[Excerpts from a location annotation dataset]

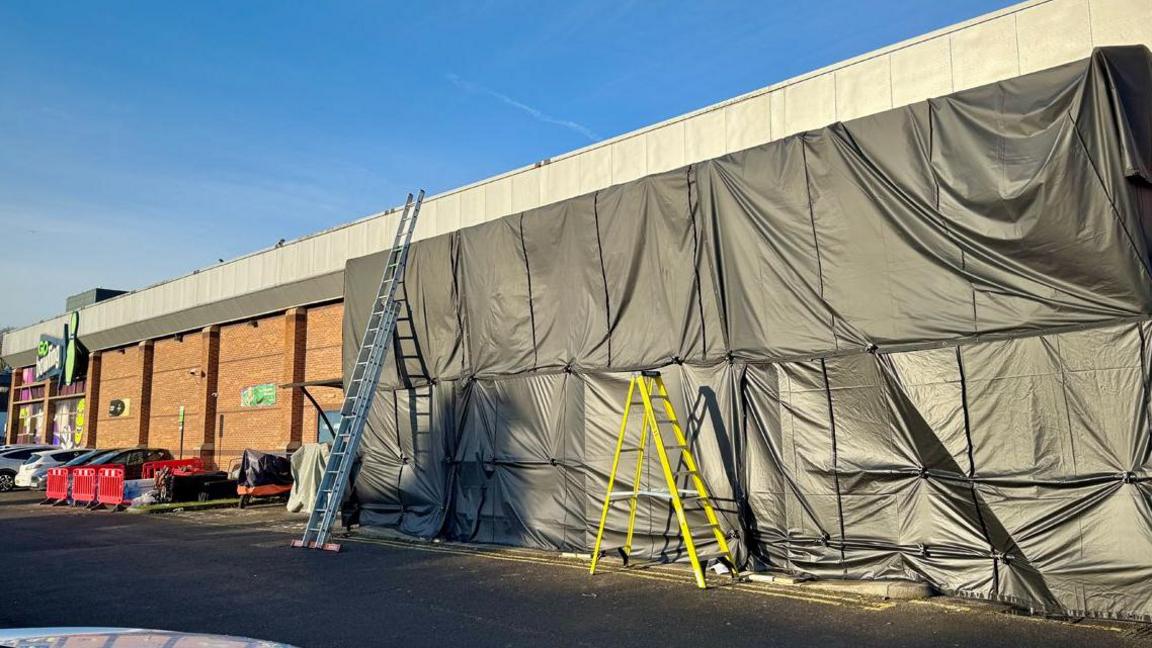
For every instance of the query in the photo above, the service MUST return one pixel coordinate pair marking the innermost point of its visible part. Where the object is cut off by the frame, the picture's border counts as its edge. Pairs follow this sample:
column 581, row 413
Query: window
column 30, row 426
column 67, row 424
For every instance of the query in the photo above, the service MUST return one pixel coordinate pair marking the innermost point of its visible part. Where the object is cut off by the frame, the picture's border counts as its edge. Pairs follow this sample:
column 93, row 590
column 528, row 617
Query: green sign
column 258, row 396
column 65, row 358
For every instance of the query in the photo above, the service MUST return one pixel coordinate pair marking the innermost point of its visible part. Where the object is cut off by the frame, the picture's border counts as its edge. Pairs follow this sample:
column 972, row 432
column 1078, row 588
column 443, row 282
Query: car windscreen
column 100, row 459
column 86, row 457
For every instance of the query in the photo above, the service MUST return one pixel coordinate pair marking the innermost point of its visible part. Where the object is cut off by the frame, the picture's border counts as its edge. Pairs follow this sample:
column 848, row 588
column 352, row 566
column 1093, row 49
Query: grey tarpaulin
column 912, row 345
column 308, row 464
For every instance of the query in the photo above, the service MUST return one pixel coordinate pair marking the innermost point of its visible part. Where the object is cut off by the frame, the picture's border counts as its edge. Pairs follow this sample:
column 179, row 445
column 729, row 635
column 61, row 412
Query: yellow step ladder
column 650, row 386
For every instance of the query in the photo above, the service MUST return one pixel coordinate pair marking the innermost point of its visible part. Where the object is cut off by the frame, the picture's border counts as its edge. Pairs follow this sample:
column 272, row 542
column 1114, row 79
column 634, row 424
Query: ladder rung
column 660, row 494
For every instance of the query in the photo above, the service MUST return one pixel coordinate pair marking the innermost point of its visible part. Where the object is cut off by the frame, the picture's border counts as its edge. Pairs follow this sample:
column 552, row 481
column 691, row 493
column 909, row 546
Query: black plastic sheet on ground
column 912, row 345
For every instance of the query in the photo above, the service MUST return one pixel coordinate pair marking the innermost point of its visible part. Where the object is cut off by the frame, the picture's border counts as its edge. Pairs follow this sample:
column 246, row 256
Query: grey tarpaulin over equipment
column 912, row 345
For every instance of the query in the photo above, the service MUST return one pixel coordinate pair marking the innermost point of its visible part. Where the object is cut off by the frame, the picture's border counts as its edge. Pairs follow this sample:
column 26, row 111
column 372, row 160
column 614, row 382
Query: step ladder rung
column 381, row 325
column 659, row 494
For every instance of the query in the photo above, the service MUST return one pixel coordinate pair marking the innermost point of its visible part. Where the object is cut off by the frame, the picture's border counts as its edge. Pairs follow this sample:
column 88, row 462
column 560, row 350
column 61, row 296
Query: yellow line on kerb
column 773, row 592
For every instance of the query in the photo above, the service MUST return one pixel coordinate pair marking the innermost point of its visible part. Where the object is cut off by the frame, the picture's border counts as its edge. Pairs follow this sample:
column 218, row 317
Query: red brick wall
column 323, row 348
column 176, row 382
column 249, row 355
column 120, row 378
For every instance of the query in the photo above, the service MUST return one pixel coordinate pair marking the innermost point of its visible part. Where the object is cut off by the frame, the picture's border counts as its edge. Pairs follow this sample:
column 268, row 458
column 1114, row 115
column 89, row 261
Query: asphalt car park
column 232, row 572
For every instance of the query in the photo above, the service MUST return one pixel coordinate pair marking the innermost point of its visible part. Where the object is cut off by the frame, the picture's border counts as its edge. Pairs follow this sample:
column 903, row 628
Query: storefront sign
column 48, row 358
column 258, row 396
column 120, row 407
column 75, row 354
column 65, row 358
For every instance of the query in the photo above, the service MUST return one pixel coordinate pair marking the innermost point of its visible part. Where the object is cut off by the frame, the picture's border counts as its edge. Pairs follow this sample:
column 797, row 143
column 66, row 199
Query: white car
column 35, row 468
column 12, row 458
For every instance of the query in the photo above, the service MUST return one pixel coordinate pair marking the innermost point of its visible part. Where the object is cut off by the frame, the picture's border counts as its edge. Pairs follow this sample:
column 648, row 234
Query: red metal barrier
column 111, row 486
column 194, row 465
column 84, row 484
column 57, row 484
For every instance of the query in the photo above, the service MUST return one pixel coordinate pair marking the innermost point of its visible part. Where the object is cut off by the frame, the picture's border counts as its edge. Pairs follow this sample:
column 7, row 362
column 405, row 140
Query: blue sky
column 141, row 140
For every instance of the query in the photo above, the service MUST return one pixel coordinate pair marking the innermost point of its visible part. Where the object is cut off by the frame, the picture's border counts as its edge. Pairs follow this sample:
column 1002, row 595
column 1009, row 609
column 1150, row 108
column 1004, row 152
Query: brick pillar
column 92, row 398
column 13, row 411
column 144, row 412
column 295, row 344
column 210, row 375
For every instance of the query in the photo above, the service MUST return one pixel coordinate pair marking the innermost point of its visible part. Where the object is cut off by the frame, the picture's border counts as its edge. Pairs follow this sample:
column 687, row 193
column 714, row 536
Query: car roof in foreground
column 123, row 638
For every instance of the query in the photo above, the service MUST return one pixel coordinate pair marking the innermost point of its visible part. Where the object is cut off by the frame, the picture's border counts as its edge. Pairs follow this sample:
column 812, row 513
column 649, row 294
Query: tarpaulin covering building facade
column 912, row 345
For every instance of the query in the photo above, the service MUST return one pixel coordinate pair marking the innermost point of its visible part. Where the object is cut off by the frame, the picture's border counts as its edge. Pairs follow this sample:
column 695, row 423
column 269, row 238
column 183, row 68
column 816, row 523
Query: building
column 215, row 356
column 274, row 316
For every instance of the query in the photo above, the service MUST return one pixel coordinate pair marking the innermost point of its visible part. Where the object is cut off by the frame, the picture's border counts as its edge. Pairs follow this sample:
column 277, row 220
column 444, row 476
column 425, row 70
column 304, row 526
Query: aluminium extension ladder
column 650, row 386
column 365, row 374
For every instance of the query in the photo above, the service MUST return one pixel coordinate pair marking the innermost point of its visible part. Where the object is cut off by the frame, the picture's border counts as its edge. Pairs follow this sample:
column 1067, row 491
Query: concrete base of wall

What is needed: Copy the lines word for word, from the very first one through the line with "column 67, row 424", and leave the picture out.

Result:
For every instance of the query in the photo above, the service MUST return one pixel coordinate pair marking the innermost point of its visible part. Where the object is cut off by the frame, the picture's border counts as its edge. Pairs follow this sample:
column 581, row 413
Query: window
column 30, row 426
column 67, row 424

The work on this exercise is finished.